# PASSAGE PROVIDED
/mlscluster-experiments

Experiments for the mlscluster paper using SARS-CoV-2 data

Primary LanguageRMIT LicenseMIT

mlscluster-experiments

DOI

This repository contains the code needed to reproduce the results in the mlscluster paper.

Fork this repo and install the mlscluster package using devtools::install_github("mrc-ide/mlscluster") to have everything set up.

Also download "Extended Data File S3" (zip file) from this Zenodo link and place it within a rds folder within your recently forked repo. sc2_md_curated_WITH_Xs_Ns.rds contains necessary metadata (columns: sequence_name, sample_date_lineage, major_lineage, mutations). sc2_tre_curated.rds contains the time-scaled tree estimated for these sequences. res_p2.rds and res_p3.rds contain outputs of mlsclust for period excluding Omicron (June 2020 to mid-November 2021) and including it until Pillar2 termination (June 2020 to April 2022), respectively. See NOTE below for more details.

Figures 3 to 5 and Extended Data outputs can be replicated following the R/running.R script.

Code for comparisons against deep mutational scanning experiments and comprehensive between-host fitness estimates from this paper can be found in R/dms_fitness_comparisons.R.

Although the script R/spatiotemporal_distr_samples.R has the code to reproduce Fig. 2, it uses non-public adm2-level geographic data, which is only accessible for COG-UK registered members.

# RECORDS PROVIDED
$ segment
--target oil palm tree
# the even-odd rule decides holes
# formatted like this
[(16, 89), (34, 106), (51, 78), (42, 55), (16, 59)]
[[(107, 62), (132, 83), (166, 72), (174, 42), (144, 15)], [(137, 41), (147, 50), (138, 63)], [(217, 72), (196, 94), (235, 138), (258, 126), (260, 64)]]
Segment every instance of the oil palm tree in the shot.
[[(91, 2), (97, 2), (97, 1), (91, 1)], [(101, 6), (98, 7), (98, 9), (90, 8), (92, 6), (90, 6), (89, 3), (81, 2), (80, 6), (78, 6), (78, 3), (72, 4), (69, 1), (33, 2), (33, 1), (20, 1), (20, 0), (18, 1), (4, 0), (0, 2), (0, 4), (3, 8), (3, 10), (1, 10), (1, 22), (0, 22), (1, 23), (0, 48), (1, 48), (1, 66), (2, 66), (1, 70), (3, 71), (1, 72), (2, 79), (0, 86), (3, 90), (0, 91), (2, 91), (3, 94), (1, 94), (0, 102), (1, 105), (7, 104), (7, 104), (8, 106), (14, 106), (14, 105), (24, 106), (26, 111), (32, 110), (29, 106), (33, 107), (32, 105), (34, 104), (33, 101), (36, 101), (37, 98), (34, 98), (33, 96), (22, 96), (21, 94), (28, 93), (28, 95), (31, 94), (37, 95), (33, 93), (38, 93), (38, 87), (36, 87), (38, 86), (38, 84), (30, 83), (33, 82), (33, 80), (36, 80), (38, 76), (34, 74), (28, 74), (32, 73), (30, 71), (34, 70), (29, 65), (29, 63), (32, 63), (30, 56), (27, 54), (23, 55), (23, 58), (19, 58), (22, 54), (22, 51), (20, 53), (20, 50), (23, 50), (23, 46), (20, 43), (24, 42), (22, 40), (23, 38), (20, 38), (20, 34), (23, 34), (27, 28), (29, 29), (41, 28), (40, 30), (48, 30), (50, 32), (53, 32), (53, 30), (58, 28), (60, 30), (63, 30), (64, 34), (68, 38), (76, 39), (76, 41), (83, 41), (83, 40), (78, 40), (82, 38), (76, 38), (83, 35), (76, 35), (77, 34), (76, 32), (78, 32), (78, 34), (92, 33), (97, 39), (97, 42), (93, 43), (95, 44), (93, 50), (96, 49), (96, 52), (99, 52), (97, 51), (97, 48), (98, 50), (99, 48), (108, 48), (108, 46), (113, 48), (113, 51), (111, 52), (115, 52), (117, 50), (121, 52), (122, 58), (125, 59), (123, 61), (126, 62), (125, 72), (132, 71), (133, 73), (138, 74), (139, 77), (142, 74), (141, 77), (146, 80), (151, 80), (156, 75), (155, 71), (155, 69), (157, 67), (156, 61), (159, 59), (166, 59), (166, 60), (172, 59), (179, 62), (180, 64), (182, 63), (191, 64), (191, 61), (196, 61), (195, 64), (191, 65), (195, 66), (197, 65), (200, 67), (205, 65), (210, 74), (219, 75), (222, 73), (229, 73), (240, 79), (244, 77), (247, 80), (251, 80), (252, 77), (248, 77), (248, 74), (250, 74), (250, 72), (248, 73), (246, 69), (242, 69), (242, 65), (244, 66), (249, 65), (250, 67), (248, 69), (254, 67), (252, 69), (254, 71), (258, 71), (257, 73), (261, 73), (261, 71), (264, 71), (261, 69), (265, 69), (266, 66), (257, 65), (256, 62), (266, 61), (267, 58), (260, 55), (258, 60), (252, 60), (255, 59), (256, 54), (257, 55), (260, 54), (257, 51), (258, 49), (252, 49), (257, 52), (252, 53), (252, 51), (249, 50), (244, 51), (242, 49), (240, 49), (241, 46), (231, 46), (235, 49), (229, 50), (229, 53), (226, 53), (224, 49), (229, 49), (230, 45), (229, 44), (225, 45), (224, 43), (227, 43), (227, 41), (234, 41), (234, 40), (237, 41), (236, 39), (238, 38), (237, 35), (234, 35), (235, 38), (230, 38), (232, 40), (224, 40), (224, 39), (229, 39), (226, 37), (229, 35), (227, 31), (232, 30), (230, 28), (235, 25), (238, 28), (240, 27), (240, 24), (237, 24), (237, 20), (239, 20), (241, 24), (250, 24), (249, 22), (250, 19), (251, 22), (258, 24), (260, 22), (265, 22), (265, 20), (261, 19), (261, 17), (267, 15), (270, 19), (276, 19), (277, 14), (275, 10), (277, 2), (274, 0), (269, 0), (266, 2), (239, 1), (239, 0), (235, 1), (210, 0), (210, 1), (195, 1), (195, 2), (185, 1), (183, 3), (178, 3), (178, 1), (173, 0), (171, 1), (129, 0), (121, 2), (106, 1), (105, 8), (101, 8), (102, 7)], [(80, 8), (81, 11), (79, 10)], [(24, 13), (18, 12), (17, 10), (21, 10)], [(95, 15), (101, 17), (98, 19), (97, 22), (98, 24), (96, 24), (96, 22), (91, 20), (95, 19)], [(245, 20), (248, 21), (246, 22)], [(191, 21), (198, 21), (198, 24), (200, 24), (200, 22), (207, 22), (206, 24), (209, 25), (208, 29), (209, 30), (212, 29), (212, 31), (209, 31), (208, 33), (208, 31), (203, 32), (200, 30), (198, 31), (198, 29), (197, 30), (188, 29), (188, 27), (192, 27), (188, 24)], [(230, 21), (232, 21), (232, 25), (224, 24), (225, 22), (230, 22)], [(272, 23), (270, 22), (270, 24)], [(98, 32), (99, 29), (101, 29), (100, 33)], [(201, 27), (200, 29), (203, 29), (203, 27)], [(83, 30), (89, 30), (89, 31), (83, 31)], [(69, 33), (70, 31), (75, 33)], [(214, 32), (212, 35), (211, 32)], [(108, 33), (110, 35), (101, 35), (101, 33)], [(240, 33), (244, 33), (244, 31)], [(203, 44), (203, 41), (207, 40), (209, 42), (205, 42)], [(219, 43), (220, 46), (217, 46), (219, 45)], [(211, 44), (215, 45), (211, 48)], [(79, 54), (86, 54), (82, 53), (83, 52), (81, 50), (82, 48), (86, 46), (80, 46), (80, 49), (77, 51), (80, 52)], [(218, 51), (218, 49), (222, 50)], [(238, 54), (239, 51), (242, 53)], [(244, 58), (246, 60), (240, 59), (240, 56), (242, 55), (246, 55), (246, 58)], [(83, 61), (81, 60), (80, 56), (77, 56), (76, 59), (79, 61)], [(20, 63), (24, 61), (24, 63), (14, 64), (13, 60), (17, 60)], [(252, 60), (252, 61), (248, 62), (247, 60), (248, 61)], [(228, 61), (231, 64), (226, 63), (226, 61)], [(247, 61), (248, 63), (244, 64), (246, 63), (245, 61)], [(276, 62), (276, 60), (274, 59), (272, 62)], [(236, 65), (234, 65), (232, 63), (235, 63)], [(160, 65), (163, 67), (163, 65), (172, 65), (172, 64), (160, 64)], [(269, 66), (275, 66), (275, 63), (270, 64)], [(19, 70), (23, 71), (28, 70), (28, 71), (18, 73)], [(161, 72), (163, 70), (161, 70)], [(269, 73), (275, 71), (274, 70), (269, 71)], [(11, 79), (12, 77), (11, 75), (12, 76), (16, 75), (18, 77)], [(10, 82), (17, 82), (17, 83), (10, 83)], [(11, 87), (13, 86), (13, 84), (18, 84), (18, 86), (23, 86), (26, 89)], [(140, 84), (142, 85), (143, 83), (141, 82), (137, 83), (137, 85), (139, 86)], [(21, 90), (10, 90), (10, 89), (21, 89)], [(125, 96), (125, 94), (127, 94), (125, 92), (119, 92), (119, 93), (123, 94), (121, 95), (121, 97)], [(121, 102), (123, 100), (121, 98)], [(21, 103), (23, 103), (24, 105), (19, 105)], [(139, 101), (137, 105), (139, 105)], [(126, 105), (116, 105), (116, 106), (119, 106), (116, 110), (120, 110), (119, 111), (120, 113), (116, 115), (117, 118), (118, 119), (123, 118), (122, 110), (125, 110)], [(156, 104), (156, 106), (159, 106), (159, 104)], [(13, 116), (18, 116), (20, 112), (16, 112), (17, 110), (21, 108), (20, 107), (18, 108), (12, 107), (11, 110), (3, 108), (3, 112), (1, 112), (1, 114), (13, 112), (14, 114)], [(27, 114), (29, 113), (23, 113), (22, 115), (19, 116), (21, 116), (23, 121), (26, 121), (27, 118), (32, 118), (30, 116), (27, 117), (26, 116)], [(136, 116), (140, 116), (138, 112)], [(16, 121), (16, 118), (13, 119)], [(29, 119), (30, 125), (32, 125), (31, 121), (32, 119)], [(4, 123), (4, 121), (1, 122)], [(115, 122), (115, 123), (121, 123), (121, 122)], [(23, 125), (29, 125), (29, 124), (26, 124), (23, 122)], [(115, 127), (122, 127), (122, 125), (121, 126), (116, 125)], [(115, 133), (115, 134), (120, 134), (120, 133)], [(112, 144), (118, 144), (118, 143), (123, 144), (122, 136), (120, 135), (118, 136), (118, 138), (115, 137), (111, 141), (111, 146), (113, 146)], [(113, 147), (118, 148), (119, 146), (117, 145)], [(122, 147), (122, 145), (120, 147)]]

# WHAT YOU NEED TO DO
Copy out the mlscluster-experiments repository page above in full, word for word, keeping every line as it appears.

# EXERCISE RESPONSE
/mlscluster-experiments

Experiments for the mlscluster paper using SARS-CoV-2 data

Primary LanguageRMIT LicenseMIT

mlscluster-experiments

DOI

This repository contains the code needed to reproduce the results in the mlscluster paper.

Fork this repo and install the mlscluster package using devtools::install_github("mrc-ide/mlscluster") to have everything set up.

Also download "Extended Data File S3" (zip file) from this Zenodo link and place it within a rds folder within your recently forked repo. sc2_md_curated_WITH_Xs_Ns.rds contains necessary metadata (columns: sequence_name, sample_date_lineage, major_lineage, mutations). sc2_tre_curated.rds contains the time-scaled tree estimated for these sequences. res_p2.rds and res_p3.rds contain outputs of mlsclust for period excluding Omicron (June 2020 to mid-November 2021) and including it until Pillar2 termination (June 2020 to April 2022), respectively. See NOTE below for more details.

Figures 3 to 5 and Extended Data outputs can be replicated following the R/running.R script.

Code for comparisons against deep mutational scanning experiments and comprehensive between-host fitness estimates from this paper can be found in R/dms_fitness_comparisons.R.

Although the script R/spatiotemporal_distr_samples.R has the code to reproduce Fig. 2, it uses non-public adm2-level geographic data, which is only accessible for COG-UK registered members.